━━━ Extrait du texte

Les forces israéliennes ont attaqué samedi des « infrastructures civiles vitales » dans le port de Hodeidah, au Yémen, en réponse à une attaque de drone des Houthis à Tel-Aviv, selon Mwatana, une importante organisation indépendante de défense des droits de l’homme au Yémen.
L’armée israélienne a affirmé avoir touché des « cibles militaires », mais Mwatana rapporte que les frappes ont causé des dommages importants aux installations pétrolières, aux réservoirs de carburant, ainsi qu’au quai et aux grues du port, qui sont tous essentiels pour approvisionner la population civile du nord du Yémen en carburant et en nourriture, dont elle a grand besoin.

━━━━━━
━━━ Lignes fournies

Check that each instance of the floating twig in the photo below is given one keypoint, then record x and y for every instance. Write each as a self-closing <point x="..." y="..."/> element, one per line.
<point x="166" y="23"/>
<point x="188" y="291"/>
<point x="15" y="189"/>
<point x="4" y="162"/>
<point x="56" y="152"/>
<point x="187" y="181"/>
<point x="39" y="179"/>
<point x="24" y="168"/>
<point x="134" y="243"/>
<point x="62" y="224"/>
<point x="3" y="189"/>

━━━━━━

■ **Parties de l'exercice**:
- A) Pour chaque affirmation, indiquez par oui ou non si elle concorde avec l'extrait sur les frappes à Hodeidah, et citez mot pour mot le passage qui tranche : (i) Selon Mwatana, les frappes israéliennes ont visé des infrastructures civiles vitales. (ii) L'attaque israélienne sur le port a eu lieu un dimanche. (iii) Les frappes ont endommagé les grues du port.
- B) Reproduisez à l'identique le passage de l'extrait sur les frappes à Hodeidah qui commence par les mots « Les forces israéliennes » et se termine par « a grand besoin. ».

■ **Réponses complètes**:
- A)
(i) Oui : « Les forces israéliennes ont attaqué samedi des « infrastructures civiles vitales » dans le port de Hodeidah, au Yémen ».
(ii) Non : « Les forces israéliennes ont attaqué samedi ».
(iii) Oui : « les frappes ont causé des dommages importants aux installations pétrolières, aux réservoirs de carburant, ainsi qu’au quai et aux grues du port ».

- B)
Les forces israéliennes ont attaqué samedi des « infrastructures civiles vitales » dans le port de Hodeidah, au Yémen, en réponse à une attaque de drone des Houthis à Tel-Aviv, selon Mwatana, une importante organisation indépendante de défense des droits de l’homme au Yémen.
L’armée israélienne a affirmé avoir touché des « cibles militaires », mais Mwatana rapporte que les frappes ont causé des dommages importants aux installations pétrolières, aux réservoirs de carburant, ainsi qu’au quai et aux grues du port, qui sont tous essentiels pour approvisionner la population civile du nord du Yémen en carburant et en nourriture, dont elle a grand besoin.